• DATA EXTRACTS
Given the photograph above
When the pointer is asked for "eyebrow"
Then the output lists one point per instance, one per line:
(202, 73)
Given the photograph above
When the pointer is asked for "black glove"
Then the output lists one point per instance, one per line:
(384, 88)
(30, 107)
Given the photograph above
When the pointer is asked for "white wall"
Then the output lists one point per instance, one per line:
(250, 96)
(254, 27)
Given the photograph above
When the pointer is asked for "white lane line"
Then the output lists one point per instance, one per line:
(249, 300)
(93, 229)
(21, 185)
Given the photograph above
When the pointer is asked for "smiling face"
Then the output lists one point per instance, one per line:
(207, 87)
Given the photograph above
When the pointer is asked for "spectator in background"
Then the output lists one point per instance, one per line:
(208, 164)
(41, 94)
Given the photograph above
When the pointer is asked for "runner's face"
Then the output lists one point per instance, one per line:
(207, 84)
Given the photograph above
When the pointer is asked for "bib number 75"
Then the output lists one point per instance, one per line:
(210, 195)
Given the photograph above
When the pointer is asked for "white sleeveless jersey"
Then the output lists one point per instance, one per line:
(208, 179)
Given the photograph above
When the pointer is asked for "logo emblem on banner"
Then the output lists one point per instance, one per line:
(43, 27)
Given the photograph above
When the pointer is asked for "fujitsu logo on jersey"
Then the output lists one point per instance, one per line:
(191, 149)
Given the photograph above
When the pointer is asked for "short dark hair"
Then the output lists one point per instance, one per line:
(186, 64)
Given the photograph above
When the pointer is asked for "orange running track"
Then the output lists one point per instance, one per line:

* * *

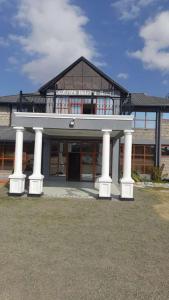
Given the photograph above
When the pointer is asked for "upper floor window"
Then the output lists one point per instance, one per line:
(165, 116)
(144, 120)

• WHAT TO DO
How many lines in the entries above hold the word "jersey"? Reply with the number by itself.

• FINAL ANSWER
2